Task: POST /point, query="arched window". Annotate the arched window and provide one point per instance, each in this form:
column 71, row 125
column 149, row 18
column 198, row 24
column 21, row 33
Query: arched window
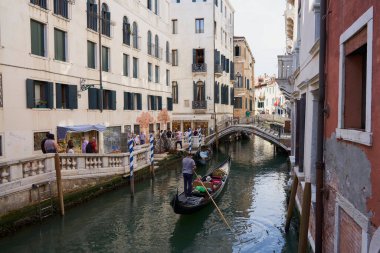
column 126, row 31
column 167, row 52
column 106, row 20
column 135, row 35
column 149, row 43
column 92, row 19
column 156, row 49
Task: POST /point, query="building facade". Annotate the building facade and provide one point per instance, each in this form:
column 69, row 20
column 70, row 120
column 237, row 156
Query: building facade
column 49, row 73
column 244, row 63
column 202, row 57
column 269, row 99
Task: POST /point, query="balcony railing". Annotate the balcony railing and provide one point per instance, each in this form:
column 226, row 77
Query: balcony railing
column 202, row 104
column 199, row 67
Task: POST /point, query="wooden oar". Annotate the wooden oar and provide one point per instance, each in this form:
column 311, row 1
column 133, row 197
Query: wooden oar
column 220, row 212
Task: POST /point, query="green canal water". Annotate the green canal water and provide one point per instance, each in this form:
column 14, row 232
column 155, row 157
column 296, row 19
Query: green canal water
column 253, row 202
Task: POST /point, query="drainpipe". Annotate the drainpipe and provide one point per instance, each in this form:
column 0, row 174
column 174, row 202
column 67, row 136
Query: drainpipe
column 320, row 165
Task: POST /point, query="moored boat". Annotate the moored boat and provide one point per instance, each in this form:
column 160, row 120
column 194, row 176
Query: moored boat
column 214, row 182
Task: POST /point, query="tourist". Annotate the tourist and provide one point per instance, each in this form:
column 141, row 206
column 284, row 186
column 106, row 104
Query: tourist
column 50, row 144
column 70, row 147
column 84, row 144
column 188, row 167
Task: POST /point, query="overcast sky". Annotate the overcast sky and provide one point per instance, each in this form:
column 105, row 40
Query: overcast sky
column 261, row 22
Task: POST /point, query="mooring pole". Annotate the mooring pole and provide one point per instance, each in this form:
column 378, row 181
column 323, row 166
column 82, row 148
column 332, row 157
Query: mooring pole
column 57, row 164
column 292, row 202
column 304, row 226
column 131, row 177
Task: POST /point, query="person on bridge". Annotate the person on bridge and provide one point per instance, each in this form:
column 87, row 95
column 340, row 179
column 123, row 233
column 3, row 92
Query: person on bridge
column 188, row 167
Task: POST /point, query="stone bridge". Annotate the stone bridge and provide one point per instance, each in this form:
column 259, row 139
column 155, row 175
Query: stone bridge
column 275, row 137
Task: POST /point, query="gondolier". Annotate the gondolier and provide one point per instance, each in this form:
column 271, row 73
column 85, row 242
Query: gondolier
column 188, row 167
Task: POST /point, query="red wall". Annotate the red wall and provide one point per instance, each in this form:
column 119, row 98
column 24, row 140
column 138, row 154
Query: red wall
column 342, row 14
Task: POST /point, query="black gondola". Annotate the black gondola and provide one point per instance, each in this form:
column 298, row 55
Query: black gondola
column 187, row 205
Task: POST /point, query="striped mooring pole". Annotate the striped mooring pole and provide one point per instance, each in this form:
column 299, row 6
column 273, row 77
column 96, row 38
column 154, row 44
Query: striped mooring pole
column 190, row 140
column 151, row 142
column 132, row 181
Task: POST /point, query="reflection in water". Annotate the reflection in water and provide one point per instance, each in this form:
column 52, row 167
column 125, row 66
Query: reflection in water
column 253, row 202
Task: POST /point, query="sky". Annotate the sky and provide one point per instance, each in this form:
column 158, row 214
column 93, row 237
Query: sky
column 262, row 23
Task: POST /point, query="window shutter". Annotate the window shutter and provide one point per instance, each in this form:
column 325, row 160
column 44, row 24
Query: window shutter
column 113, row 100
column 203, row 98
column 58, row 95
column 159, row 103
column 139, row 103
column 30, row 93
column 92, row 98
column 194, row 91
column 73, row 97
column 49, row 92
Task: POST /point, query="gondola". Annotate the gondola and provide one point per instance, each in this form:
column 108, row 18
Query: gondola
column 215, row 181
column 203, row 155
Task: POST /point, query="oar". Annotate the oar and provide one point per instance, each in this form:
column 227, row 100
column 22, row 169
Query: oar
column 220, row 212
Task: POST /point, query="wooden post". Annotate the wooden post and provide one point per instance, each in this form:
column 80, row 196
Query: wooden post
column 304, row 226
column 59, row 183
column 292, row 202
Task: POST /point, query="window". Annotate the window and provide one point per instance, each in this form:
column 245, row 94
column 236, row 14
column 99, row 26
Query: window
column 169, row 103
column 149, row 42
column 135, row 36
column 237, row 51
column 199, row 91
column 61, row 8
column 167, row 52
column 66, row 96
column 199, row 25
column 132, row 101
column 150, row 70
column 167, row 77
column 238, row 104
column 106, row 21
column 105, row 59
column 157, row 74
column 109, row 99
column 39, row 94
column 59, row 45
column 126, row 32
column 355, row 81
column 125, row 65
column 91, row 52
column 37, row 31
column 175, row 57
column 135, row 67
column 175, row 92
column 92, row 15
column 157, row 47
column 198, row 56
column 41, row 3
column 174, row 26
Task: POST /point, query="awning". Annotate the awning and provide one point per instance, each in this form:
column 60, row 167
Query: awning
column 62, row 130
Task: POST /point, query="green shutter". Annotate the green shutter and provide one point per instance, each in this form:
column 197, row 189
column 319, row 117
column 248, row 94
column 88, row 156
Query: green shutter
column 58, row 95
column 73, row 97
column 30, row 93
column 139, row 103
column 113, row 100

####################

--- WHAT THIS TASK INVOLVES ---
Each entry above must be duplicated precisely; none of the pictures may be included.

--- ANSWER TO THIS TASK ---
Task: POST /point, query="arched window". Annotate the arched window and provide one point per instance, each in this form:
column 71, row 125
column 149, row 18
column 198, row 24
column 21, row 33
Query: arched window
column 126, row 31
column 167, row 52
column 106, row 20
column 135, row 35
column 149, row 43
column 92, row 19
column 156, row 49
Task: POST /point, query="building facade". Annotate the building facade and provide one point per instance, each in this form:
column 69, row 20
column 70, row 120
column 237, row 156
Query: building facade
column 49, row 73
column 244, row 63
column 202, row 57
column 269, row 99
Task: POST /point, query="balcony railing". Annotate the balcony railing and provide one point per instance, each in this form:
column 226, row 77
Query: balcony railing
column 202, row 104
column 199, row 67
Task: POST /point, query="wooden oar". Annotate the wooden oar and provide one point per instance, each in this form:
column 311, row 1
column 133, row 197
Query: wooden oar
column 220, row 212
Task: POST /point, query="green canal water". Annotate the green canal water and provide one point per instance, each in this form:
column 14, row 232
column 155, row 157
column 296, row 19
Query: green canal water
column 253, row 202
Task: POST /point, query="drainpipe". Annotate the drainpipe and provide one point per instance, each in this form:
column 0, row 174
column 174, row 202
column 67, row 136
Query: drainpipe
column 320, row 165
Task: POST /point, query="moored boat". Annotate the moored boat and provide one point per instance, each in this form:
column 160, row 120
column 194, row 176
Query: moored boat
column 214, row 182
Task: POST /point, query="tourist". Annotate the tourist and provide one point per instance, each in this form:
column 141, row 206
column 284, row 186
column 106, row 104
Query: tourist
column 50, row 144
column 70, row 147
column 84, row 144
column 188, row 167
Task: POST /point, query="overcast sky". Annotate the overcast sky and provide one point per instance, each in this form:
column 105, row 40
Query: overcast sky
column 261, row 22
Task: POST /point, query="mooring pole". Annotate the mooring pole and provide one point per instance, each in this form:
column 378, row 181
column 323, row 166
column 82, row 148
column 332, row 157
Query: mooring pole
column 57, row 164
column 292, row 202
column 304, row 226
column 131, row 177
Task: POST /point, query="person on bridge". Annotate the person on bridge and provide one point per instance, each in this form:
column 87, row 95
column 340, row 179
column 123, row 233
column 3, row 92
Query: person on bridge
column 188, row 167
Task: POST /point, query="stone bridge". Annotate the stone bridge and provide one point per instance, each in this form:
column 259, row 139
column 155, row 175
Query: stone bridge
column 275, row 137
Task: POST /point, query="gondolier". Annotate the gondolier and provide one point per instance, each in this form:
column 271, row 73
column 85, row 242
Query: gondolier
column 188, row 167
Task: POST /point, query="red wall". Annotate the red wall and provide one point per instance, each in this form:
column 119, row 98
column 24, row 140
column 138, row 154
Query: red wall
column 342, row 14
Task: POST /point, query="black gondola". Annotate the black gondola and provide one point per instance, each in this form:
column 298, row 55
Query: black gondola
column 187, row 205
Task: POST /point, query="striped mooring pole". Annotate the striped mooring pole and provide one point per instance, each in this form:
column 299, row 6
column 273, row 77
column 96, row 38
column 154, row 44
Query: striped mooring pole
column 190, row 140
column 151, row 142
column 132, row 181
Task: POST /point, query="reflection in water". Annotate the reflection in water and provide one point per instance, each in this form:
column 52, row 167
column 125, row 66
Query: reflection in water
column 253, row 202
Task: POST /point, query="sky". Annotate the sky and provide one point per instance, each in this form:
column 158, row 214
column 93, row 237
Query: sky
column 262, row 23
Task: POST /point, query="window shutter". Annotate the window shutter and provide one point per instance, each in this form:
column 325, row 160
column 44, row 24
Query: window shutter
column 113, row 100
column 203, row 98
column 58, row 95
column 159, row 103
column 139, row 103
column 30, row 93
column 92, row 98
column 194, row 91
column 73, row 97
column 49, row 92
Task: POST /point, query="gondola". Annotate the gondola and provide one point per instance, each in this form:
column 108, row 18
Query: gondola
column 215, row 181
column 203, row 155
Task: POST /point, query="oar". Annotate the oar and provide one point per instance, each in this form:
column 227, row 100
column 22, row 169
Query: oar
column 220, row 212
Task: POST /point, query="wooden post". Annotate the wooden post and provide one point per instance, each in this form:
column 80, row 196
Query: wooden post
column 304, row 226
column 59, row 183
column 292, row 202
Task: POST /point, query="window". Annotate the window and provide one point per instance, each in this form:
column 245, row 94
column 236, row 14
column 99, row 26
Query: window
column 169, row 103
column 149, row 42
column 135, row 36
column 237, row 51
column 199, row 91
column 61, row 8
column 167, row 52
column 66, row 96
column 199, row 25
column 132, row 101
column 150, row 70
column 167, row 77
column 238, row 104
column 106, row 21
column 105, row 59
column 157, row 74
column 109, row 99
column 39, row 94
column 59, row 45
column 126, row 32
column 355, row 81
column 125, row 65
column 91, row 52
column 37, row 31
column 175, row 57
column 135, row 67
column 175, row 92
column 92, row 15
column 157, row 47
column 198, row 56
column 41, row 3
column 174, row 26
Task: POST /point, query="awning". Annotate the awning and provide one point per instance, each in this form:
column 60, row 167
Query: awning
column 62, row 130
Task: POST /point, query="green shutter". Annotate the green shutter and provide one point per instance, each in this form:
column 197, row 189
column 319, row 117
column 248, row 94
column 88, row 156
Query: green shutter
column 58, row 95
column 73, row 97
column 30, row 93
column 139, row 103
column 113, row 100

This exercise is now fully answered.